**PASSAGE FOURNI**.
On comprendra sans peine que, dans ce moment d'ébullition scientifique, nous n'avions pas le temps de penser à améliorer une situation matérielle dont l'importance n'était que secondaire. Qu'importaient une place un peu étroite et des murs un peu humides alors que tant de belles choses captivaient notre attention et notre enthousiasme dans le champ rétréci, mais combien lumineux, du microscope!

C'est dans ce petit et modeste laboratoire, à cette époque de vie scientifique intense, que le Chanoine Mercier, professeur de philosophie thomiste, est venu s'initier à l'anatomie fine du système nerveux. C'est de ce petit laboratoire que sont sortis mes premiers travaux d'anatomie nerveuse. C'est là que le Docteur Isidore Martin, le premier de mes élèves, a fait son travail couronné au Concours universitaire. Je garde à ce laboratoire un souvenir ému et reconnaissant puisque j'y ai vécu dix ans, les plus actifs de ma vie professorale. Il a été pour moi, ce trou de laboratoire, la

démonstration éclatante de ce fait reconnu d'ailleurs depuis longtemps, c'est que les grands Instituts, les temples élevés à la science, s'ils sont nécessaires pour montrer au grand public l'estime dont on l'entoure et dont on doit l'entourer, sont souvent nuisibles à un travail réellement productif. J'ai toujours estimé pour ma part, permettez-moi cette expression un peu banale mais qui rend admirablement ma pensée, j'ai toujours estimé qu'il vaut mieux avoir un peu d'argent et pas de coffre-fort, qu'un superbe coffre-fort et pas d'argent.

**À RÉALISER**. Reproduisez à l'identique l'intégralité du passage sur le modeste laboratoire. Les lignes qui suivent proviennent d'une source distincte.

**EXTRAITS DE DONNÉES**.
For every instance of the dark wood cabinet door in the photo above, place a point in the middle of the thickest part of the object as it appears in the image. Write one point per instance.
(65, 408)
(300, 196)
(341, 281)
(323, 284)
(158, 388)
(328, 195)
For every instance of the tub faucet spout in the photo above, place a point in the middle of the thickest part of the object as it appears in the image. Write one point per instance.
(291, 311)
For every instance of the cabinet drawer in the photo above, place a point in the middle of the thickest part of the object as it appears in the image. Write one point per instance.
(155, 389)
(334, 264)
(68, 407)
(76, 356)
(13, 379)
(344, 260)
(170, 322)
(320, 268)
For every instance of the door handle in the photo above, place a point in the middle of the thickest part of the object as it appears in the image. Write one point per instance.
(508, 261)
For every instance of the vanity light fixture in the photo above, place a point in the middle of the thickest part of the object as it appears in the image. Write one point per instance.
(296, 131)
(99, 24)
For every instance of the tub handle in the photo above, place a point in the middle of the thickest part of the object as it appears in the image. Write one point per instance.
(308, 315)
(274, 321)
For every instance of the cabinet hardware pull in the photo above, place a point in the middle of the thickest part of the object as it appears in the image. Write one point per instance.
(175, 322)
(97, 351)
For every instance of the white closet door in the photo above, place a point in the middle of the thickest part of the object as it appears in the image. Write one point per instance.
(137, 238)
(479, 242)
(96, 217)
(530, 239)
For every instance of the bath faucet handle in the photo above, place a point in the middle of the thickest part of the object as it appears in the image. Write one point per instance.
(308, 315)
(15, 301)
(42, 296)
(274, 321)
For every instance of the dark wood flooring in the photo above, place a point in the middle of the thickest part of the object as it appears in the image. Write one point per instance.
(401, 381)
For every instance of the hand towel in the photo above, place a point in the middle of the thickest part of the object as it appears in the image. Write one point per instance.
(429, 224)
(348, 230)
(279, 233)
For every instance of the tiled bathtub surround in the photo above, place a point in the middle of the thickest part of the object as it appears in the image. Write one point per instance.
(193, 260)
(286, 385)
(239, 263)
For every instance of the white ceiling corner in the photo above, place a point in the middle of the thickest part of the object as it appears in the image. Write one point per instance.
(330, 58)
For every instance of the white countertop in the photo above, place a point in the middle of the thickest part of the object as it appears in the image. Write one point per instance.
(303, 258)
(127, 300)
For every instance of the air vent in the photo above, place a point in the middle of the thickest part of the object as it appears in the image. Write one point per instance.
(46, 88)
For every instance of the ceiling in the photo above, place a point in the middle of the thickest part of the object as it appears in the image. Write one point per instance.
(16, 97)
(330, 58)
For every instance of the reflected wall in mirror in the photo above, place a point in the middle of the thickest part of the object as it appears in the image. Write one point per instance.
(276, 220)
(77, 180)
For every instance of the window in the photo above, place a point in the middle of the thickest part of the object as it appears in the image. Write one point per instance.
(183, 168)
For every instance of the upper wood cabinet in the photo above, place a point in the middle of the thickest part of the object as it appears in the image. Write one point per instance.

**RÉSULTAT OBTENU**.
On comprendra sans peine que, dans ce moment d'ébullition scientifique, nous n'avions pas le temps de penser à améliorer une situation matérielle dont l'importance n'était que secondaire. Qu'importaient une place un peu étroite et des murs un peu humides alors que tant de belles choses captivaient notre attention et notre enthousiasme dans le champ rétréci, mais combien lumineux, du microscope!

C'est dans ce petit et modeste laboratoire, à cette époque de vie scientifique intense, que le Chanoine Mercier, professeur de philosophie thomiste, est venu s'initier à l'anatomie fine du système nerveux. C'est de ce petit laboratoire que sont sortis mes premiers travaux d'anatomie nerveuse. C'est là que le Docteur Isidore Martin, le premier de mes élèves, a fait son travail couronné au Concours universitaire. Je garde à ce laboratoire un souvenir ému et reconnaissant puisque j'y ai vécu dix ans, les plus actifs de ma vie professorale. Il a été pour moi, ce trou de laboratoire, la

démonstration éclatante de ce fait reconnu d'ailleurs depuis longtemps, c'est que les grands Instituts, les temples élevés à la science, s'ils sont nécessaires pour montrer au grand public l'estime dont on l'entoure et dont on doit l'entourer, sont souvent nuisibles à un travail réellement productif. J'ai toujours estimé pour ma part, permettez-moi cette expression un peu banale mais qui rend admirablement ma pensée, j'ai toujours estimé qu'il vaut mieux avoir un peu d'argent et pas de coffre-fort, qu'un superbe coffre-fort et pas d'argent.